Zadanie:
Wyodrębnij z rekordów każdy wiersz, w którym występuje słowo "leaf".

Zapisane wiersze:
━━━━━━━━━━━━━━━━
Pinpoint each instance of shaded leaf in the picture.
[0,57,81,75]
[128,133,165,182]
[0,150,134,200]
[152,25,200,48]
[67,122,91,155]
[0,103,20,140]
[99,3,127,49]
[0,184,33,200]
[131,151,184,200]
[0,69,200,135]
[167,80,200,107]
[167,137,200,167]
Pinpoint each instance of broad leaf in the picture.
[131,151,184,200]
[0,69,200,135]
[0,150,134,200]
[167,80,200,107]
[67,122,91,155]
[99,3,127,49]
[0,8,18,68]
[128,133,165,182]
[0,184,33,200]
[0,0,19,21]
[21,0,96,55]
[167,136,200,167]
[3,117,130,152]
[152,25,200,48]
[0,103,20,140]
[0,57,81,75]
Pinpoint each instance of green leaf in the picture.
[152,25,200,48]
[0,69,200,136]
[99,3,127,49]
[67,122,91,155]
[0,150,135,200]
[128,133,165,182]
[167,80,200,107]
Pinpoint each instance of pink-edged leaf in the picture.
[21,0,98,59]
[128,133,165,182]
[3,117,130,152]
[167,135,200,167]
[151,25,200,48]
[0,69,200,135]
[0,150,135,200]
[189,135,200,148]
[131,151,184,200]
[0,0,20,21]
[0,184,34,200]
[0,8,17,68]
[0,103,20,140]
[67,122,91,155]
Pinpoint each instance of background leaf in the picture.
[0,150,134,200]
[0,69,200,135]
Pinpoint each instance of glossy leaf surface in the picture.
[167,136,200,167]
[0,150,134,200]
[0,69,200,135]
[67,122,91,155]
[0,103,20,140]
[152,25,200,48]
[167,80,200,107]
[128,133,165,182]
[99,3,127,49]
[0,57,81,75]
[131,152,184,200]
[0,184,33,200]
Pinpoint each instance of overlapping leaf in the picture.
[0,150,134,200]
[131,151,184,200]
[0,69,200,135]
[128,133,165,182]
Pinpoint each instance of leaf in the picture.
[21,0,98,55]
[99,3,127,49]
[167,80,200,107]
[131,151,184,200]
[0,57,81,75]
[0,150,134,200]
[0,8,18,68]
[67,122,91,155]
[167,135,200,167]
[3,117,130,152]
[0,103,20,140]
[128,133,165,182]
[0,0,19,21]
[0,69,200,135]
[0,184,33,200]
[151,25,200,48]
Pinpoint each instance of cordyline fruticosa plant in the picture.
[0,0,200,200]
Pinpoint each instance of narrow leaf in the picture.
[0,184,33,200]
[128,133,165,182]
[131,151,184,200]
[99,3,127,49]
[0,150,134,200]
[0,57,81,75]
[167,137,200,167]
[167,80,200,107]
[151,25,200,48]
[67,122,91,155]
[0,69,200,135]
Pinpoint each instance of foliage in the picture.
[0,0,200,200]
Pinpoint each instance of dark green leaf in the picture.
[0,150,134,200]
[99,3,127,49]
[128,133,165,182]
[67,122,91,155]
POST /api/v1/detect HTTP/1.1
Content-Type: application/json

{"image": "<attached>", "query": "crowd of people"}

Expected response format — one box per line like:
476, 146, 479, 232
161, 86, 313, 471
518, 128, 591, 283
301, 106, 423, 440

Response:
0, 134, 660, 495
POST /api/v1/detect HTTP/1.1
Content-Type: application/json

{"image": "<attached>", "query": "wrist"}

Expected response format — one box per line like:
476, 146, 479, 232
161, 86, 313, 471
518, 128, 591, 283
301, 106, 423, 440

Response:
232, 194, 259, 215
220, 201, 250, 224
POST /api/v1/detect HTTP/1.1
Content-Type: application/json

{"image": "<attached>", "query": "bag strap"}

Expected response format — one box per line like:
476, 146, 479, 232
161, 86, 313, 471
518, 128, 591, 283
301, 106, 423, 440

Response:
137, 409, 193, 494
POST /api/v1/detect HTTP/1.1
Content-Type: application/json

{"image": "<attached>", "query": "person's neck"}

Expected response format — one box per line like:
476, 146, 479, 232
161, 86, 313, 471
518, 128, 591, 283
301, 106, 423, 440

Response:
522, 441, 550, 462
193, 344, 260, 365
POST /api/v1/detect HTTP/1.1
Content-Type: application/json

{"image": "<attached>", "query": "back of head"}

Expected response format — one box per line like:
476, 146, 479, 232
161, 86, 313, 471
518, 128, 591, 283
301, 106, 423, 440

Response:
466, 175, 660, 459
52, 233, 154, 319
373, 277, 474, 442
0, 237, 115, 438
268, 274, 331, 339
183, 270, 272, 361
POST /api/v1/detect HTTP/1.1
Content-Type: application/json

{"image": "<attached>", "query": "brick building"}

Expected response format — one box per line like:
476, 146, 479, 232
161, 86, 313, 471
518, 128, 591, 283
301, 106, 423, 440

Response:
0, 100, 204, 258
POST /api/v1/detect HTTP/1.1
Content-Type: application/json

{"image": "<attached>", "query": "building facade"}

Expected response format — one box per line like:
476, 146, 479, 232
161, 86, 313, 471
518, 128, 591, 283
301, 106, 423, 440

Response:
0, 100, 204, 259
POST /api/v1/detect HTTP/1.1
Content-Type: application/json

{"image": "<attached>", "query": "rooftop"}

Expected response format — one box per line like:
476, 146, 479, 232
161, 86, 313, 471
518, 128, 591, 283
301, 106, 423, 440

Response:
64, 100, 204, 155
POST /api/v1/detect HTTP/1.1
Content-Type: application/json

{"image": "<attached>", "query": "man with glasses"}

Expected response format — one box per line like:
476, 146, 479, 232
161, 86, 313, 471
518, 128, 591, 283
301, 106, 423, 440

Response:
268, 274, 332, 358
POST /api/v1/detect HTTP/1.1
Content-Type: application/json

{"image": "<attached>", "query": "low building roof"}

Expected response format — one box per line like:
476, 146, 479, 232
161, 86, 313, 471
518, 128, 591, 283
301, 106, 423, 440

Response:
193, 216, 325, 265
━━━━━━━━━━━━━━━━
Odpowiedź:
Pinpoint each instance of shaded leaf in the picture.
Pinpoint each instance of broad leaf in the picture.
Pinpoint each instance of green leaf in the picture.
Pinpoint each instance of pink-edged leaf in the picture.
Pinpoint each instance of background leaf in the picture.
Pinpoint each instance of glossy leaf surface in the picture.
Pinpoint each instance of overlapping leaf in the picture.
Pinpoint each instance of leaf in the picture.
Pinpoint each instance of narrow leaf in the picture.
Pinpoint each instance of dark green leaf in the picture.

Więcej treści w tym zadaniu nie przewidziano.